- Dataset rows on where objects appear -
▶

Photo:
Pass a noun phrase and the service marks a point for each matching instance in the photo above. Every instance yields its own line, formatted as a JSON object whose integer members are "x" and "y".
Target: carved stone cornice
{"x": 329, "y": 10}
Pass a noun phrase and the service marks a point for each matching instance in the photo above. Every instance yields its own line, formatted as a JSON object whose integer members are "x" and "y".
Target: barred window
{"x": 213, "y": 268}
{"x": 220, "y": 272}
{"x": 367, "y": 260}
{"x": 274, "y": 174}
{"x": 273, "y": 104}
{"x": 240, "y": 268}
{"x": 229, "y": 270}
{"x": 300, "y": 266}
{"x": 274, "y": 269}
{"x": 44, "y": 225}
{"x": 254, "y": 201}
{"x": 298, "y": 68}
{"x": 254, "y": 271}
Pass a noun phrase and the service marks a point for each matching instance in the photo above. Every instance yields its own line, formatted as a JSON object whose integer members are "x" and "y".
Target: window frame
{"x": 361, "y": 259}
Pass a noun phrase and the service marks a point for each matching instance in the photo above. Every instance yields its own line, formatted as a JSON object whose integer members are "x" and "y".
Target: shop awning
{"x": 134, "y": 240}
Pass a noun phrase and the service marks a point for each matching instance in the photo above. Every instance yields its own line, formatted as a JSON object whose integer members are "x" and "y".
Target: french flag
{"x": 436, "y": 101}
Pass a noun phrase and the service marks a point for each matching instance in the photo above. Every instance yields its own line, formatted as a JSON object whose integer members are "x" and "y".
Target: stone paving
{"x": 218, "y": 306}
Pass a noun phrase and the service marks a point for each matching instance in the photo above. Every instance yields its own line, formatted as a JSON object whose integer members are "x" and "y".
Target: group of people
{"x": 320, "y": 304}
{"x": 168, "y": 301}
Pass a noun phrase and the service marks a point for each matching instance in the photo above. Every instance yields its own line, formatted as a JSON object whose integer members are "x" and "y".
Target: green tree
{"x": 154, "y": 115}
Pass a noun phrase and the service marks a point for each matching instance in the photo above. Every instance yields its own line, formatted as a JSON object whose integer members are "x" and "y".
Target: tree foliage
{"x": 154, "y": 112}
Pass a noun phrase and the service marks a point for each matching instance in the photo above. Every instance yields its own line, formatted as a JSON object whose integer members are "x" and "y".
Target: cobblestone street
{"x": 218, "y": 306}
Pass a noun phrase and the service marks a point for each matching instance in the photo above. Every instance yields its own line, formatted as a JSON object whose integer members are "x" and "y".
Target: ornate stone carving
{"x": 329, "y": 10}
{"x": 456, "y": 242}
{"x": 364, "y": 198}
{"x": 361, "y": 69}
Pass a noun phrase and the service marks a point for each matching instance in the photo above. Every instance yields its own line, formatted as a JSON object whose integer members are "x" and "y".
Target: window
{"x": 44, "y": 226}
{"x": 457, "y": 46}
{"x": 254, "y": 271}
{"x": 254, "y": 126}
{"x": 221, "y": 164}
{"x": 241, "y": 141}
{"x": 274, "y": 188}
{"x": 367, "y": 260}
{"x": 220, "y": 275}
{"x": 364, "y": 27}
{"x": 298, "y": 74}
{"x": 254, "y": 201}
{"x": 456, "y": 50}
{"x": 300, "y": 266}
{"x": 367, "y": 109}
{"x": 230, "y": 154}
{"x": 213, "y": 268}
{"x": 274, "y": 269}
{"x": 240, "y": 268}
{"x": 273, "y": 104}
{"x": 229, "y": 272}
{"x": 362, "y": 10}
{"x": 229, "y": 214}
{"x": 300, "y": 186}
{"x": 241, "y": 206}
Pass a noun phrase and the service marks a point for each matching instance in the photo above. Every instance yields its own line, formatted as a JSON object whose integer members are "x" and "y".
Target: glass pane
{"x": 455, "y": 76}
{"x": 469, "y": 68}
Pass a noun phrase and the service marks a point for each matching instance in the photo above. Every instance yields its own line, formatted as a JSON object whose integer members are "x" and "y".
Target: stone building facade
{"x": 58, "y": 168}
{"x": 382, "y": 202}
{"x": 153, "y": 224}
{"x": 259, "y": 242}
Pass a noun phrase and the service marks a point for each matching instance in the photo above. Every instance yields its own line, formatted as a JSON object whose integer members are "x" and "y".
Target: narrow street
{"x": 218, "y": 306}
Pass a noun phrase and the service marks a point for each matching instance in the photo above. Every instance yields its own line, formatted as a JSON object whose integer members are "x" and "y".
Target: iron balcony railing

◀

- WHAT TO DO -
Retype all of the material above with every character intact.

- RIGHT ANSWER -
Photo:
Pass a noun phrase and the service marks a point for each matching instance in the photo above. Every instance yields its own line, formatted as a JSON object whose integer members are "x" and "y".
Target: carved stone cornice
{"x": 329, "y": 10}
Pass a noun phrase and the service marks a point for each matching instance in the photo above. Every instance yields its own line, formatted as a JSON object whose integer members are "x" and "y".
Target: barred window
{"x": 213, "y": 268}
{"x": 220, "y": 272}
{"x": 367, "y": 260}
{"x": 274, "y": 174}
{"x": 273, "y": 104}
{"x": 240, "y": 268}
{"x": 229, "y": 270}
{"x": 300, "y": 266}
{"x": 274, "y": 269}
{"x": 44, "y": 225}
{"x": 254, "y": 201}
{"x": 298, "y": 68}
{"x": 254, "y": 271}
Pass a noun phrase and the service marks a point for each matching instance in the photo above. Every instance yields its own line, formatted as a JSON object whose integer members are "x" and "y".
Target: window frame
{"x": 361, "y": 259}
Pass a noun phrase and the service marks a point for each matching instance in the photo above. Every instance yields its own line, formatted as a JSON object whose integer members are "x" and "y".
Target: shop awning
{"x": 134, "y": 240}
Pass a noun phrase and the service marks a point for each matching instance in the photo above. Every instance yields its own line, formatted as a JSON object whose integer members are "x" and "y".
Target: french flag
{"x": 436, "y": 101}
Pass a noun phrase and the service marks a point for each matching instance in the photo above. Every instance yields its own line, formatted as a JSON object whose integer members are "x" and "y".
Target: stone paving
{"x": 218, "y": 306}
Pass a noun phrase and the service marks a point for each matching instance in the photo above. Every instance yields its own line, formatted as a JSON object whose integer members are "x" and "y".
Target: group of people
{"x": 320, "y": 304}
{"x": 168, "y": 301}
Pass a noun phrase and the service marks a point for each matching instance in the photo above. Every instance yields its own line, formatted as a JSON object whose integer members are "x" and "y".
Target: green tree
{"x": 154, "y": 115}
Pass a noun phrase and the service marks a point for each matching instance in the photo above. Every instance yields its own line, formatted as a JSON object whose integer members are "x" and "y".
Target: tree foliage
{"x": 154, "y": 112}
Pass a noun phrase and the service marks a point for each matching instance in the photo above. Every instance yields its own line, formatted as a JSON object whose integer members are "x" and "y".
Target: cobblestone street
{"x": 218, "y": 306}
Pass a noun phrase and the service marks a point for each matching instance in the photo above. Every instance yields its own line, formatted as a JSON object whose integer members are "x" and "y".
Target: ornate stone carving
{"x": 329, "y": 10}
{"x": 456, "y": 242}
{"x": 364, "y": 198}
{"x": 361, "y": 69}
Pass a noun phrase and the service marks a point for each matching instance in the photo above. Every instance yields its own line, formatted as a JSON object whose integer members are "x" and "y".
Target: window
{"x": 44, "y": 226}
{"x": 457, "y": 46}
{"x": 254, "y": 271}
{"x": 254, "y": 126}
{"x": 221, "y": 164}
{"x": 241, "y": 141}
{"x": 274, "y": 188}
{"x": 367, "y": 260}
{"x": 220, "y": 275}
{"x": 364, "y": 27}
{"x": 298, "y": 74}
{"x": 254, "y": 201}
{"x": 456, "y": 50}
{"x": 300, "y": 266}
{"x": 367, "y": 109}
{"x": 230, "y": 154}
{"x": 213, "y": 268}
{"x": 274, "y": 269}
{"x": 240, "y": 268}
{"x": 273, "y": 104}
{"x": 229, "y": 272}
{"x": 362, "y": 10}
{"x": 229, "y": 214}
{"x": 300, "y": 186}
{"x": 241, "y": 206}
Pass a noun phrase and the service marks a point for each matching instance in the photo above. Every instance yields its own line, formatted as a JSON object whose integer members are "x" and "y".
Target: glass pane
{"x": 455, "y": 76}
{"x": 469, "y": 68}
Pass a noun phrase and the service marks a point for each matching instance in the photo above. Every instance yields its own line, formatted as a JSON object whose integer members are "x" and "y".
Target: stone building facade
{"x": 58, "y": 168}
{"x": 382, "y": 202}
{"x": 153, "y": 224}
{"x": 259, "y": 242}
Pass a noun phrase and the service marks a point for each matching instance in the photo above. Every instance yields its own line, formatted as a JSON object whose integer members are "x" and "y".
Target: narrow street
{"x": 218, "y": 306}
Pass a noun phrase and the service marks a point for each matching instance in the photo above. Every instance yields its own line, formatted as a JSON object whose integer members are "x" and "y".
Target: iron balcony railing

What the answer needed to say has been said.